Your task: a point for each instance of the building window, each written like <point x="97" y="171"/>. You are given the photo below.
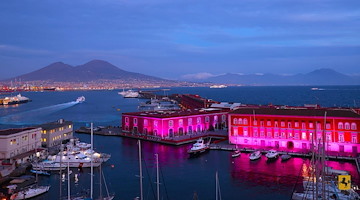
<point x="235" y="121"/>
<point x="223" y="117"/>
<point x="245" y="121"/>
<point x="311" y="125"/>
<point x="341" y="137"/>
<point x="354" y="139"/>
<point x="340" y="125"/>
<point x="190" y="121"/>
<point x="303" y="135"/>
<point x="347" y="126"/>
<point x="146" y="122"/>
<point x="353" y="126"/>
<point x="181" y="122"/>
<point x="328" y="126"/>
<point x="198" y="120"/>
<point x="296" y="124"/>
<point x="303" y="125"/>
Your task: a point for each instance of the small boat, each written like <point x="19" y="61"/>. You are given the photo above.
<point x="80" y="99"/>
<point x="255" y="155"/>
<point x="236" y="153"/>
<point x="198" y="147"/>
<point x="30" y="192"/>
<point x="285" y="157"/>
<point x="40" y="172"/>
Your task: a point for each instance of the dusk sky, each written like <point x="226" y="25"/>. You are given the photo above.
<point x="182" y="38"/>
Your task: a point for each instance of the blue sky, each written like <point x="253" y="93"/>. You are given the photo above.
<point x="182" y="38"/>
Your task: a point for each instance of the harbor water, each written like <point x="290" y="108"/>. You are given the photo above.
<point x="181" y="177"/>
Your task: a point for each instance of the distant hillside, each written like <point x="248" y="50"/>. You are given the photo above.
<point x="317" y="77"/>
<point x="91" y="71"/>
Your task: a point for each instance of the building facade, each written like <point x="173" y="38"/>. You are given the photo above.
<point x="53" y="133"/>
<point x="296" y="128"/>
<point x="168" y="124"/>
<point x="19" y="144"/>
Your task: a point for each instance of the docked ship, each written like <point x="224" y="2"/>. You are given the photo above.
<point x="129" y="94"/>
<point x="18" y="99"/>
<point x="159" y="104"/>
<point x="218" y="86"/>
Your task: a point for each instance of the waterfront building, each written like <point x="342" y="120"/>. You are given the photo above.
<point x="296" y="128"/>
<point x="169" y="124"/>
<point x="53" y="133"/>
<point x="20" y="144"/>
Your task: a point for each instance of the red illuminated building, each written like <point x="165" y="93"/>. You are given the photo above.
<point x="169" y="124"/>
<point x="296" y="128"/>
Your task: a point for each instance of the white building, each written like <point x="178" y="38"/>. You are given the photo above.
<point x="19" y="144"/>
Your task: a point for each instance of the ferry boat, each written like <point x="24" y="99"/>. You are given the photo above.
<point x="272" y="154"/>
<point x="18" y="99"/>
<point x="80" y="99"/>
<point x="199" y="147"/>
<point x="159" y="104"/>
<point x="129" y="94"/>
<point x="255" y="155"/>
<point x="218" y="86"/>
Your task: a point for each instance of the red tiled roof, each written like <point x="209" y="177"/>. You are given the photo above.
<point x="169" y="114"/>
<point x="298" y="112"/>
<point x="15" y="130"/>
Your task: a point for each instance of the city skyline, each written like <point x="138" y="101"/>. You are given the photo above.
<point x="182" y="38"/>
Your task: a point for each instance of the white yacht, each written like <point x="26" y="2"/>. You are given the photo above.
<point x="272" y="154"/>
<point x="199" y="147"/>
<point x="255" y="155"/>
<point x="30" y="192"/>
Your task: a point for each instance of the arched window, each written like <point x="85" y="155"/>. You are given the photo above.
<point x="353" y="126"/>
<point x="340" y="125"/>
<point x="347" y="126"/>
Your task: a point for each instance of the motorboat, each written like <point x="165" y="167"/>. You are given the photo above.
<point x="199" y="147"/>
<point x="47" y="165"/>
<point x="236" y="153"/>
<point x="40" y="172"/>
<point x="30" y="192"/>
<point x="255" y="155"/>
<point x="80" y="99"/>
<point x="285" y="157"/>
<point x="272" y="154"/>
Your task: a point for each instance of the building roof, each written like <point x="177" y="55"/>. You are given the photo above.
<point x="56" y="124"/>
<point x="298" y="112"/>
<point x="176" y="113"/>
<point x="15" y="130"/>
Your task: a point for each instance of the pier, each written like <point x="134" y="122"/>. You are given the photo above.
<point x="176" y="140"/>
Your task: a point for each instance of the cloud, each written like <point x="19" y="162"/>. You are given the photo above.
<point x="197" y="76"/>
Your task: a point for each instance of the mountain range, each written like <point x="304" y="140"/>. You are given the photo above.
<point x="317" y="77"/>
<point x="99" y="70"/>
<point x="92" y="71"/>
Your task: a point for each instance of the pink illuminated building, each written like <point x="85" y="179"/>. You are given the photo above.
<point x="169" y="124"/>
<point x="295" y="128"/>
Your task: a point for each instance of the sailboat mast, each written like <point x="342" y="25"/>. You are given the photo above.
<point x="140" y="167"/>
<point x="157" y="177"/>
<point x="91" y="161"/>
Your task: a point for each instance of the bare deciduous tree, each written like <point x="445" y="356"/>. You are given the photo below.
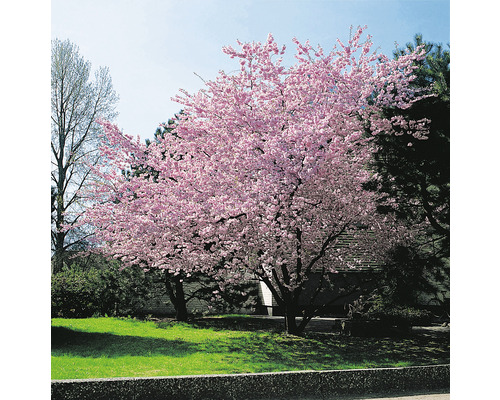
<point x="76" y="102"/>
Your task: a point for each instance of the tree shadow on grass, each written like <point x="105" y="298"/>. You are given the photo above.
<point x="74" y="343"/>
<point x="239" y="323"/>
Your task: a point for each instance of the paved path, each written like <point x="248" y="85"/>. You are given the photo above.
<point x="420" y="396"/>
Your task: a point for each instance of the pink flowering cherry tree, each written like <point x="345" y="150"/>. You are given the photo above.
<point x="264" y="174"/>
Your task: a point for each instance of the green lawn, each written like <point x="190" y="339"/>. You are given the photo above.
<point x="112" y="347"/>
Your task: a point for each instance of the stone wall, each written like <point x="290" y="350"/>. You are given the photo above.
<point x="290" y="385"/>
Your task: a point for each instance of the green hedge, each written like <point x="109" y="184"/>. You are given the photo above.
<point x="81" y="293"/>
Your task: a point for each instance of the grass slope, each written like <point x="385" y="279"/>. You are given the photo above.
<point x="112" y="347"/>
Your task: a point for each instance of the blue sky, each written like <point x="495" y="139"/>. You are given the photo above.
<point x="153" y="48"/>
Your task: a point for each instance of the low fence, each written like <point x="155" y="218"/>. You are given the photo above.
<point x="291" y="385"/>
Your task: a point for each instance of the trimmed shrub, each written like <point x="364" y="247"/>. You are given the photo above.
<point x="82" y="293"/>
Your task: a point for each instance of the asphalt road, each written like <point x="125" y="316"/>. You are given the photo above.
<point x="418" y="396"/>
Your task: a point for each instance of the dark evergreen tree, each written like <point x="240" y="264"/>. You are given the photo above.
<point x="417" y="174"/>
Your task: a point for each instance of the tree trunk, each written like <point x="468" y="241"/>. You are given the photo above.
<point x="176" y="295"/>
<point x="180" y="301"/>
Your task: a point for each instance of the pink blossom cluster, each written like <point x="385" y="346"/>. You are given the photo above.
<point x="266" y="169"/>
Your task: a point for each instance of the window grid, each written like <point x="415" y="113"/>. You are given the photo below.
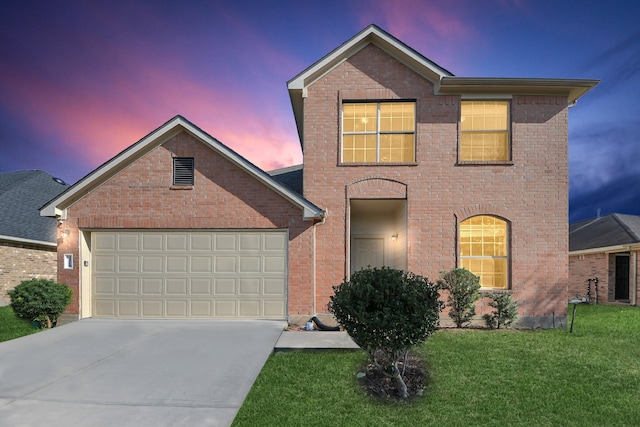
<point x="484" y="131"/>
<point x="483" y="250"/>
<point x="381" y="132"/>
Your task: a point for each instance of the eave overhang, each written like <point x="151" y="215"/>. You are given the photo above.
<point x="573" y="89"/>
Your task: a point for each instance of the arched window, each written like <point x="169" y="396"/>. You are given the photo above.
<point x="484" y="251"/>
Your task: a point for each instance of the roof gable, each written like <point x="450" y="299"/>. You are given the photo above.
<point x="445" y="83"/>
<point x="158" y="137"/>
<point x="604" y="232"/>
<point x="370" y="35"/>
<point x="22" y="193"/>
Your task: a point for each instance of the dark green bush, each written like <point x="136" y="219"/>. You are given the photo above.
<point x="505" y="313"/>
<point x="40" y="300"/>
<point x="386" y="312"/>
<point x="463" y="287"/>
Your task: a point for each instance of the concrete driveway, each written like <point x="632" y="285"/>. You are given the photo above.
<point x="133" y="372"/>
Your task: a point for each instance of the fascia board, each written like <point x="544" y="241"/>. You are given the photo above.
<point x="27" y="241"/>
<point x="573" y="89"/>
<point x="604" y="249"/>
<point x="375" y="35"/>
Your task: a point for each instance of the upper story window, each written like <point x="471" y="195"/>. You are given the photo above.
<point x="483" y="250"/>
<point x="183" y="171"/>
<point x="484" y="131"/>
<point x="378" y="132"/>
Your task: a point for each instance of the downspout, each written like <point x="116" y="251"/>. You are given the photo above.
<point x="634" y="275"/>
<point x="315" y="260"/>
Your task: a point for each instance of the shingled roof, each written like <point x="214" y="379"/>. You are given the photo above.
<point x="22" y="194"/>
<point x="604" y="232"/>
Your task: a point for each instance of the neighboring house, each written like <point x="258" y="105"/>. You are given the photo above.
<point x="405" y="166"/>
<point x="605" y="248"/>
<point x="27" y="240"/>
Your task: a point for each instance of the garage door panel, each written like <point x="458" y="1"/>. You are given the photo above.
<point x="104" y="308"/>
<point x="105" y="286"/>
<point x="127" y="286"/>
<point x="177" y="242"/>
<point x="203" y="274"/>
<point x="275" y="264"/>
<point x="274" y="287"/>
<point x="152" y="264"/>
<point x="152" y="286"/>
<point x="201" y="286"/>
<point x="105" y="263"/>
<point x="202" y="308"/>
<point x="177" y="308"/>
<point x="250" y="242"/>
<point x="129" y="308"/>
<point x="225" y="286"/>
<point x="201" y="264"/>
<point x="249" y="286"/>
<point x="225" y="264"/>
<point x="226" y="242"/>
<point x="128" y="242"/>
<point x="128" y="264"/>
<point x="224" y="308"/>
<point x="250" y="264"/>
<point x="176" y="287"/>
<point x="177" y="264"/>
<point x="152" y="242"/>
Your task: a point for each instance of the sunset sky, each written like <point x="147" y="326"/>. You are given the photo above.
<point x="82" y="80"/>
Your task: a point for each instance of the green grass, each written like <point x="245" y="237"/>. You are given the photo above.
<point x="476" y="377"/>
<point x="11" y="326"/>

**DIRECTIONS**
The range runs from the line with "green grass, each" to the last line of the entries above, both included. Restate it word for word.

**ANSWER SECTION**
Your task: a point for each instance of the green grass, each written like <point x="245" y="237"/>. You are given the photo above.
<point x="476" y="377"/>
<point x="11" y="326"/>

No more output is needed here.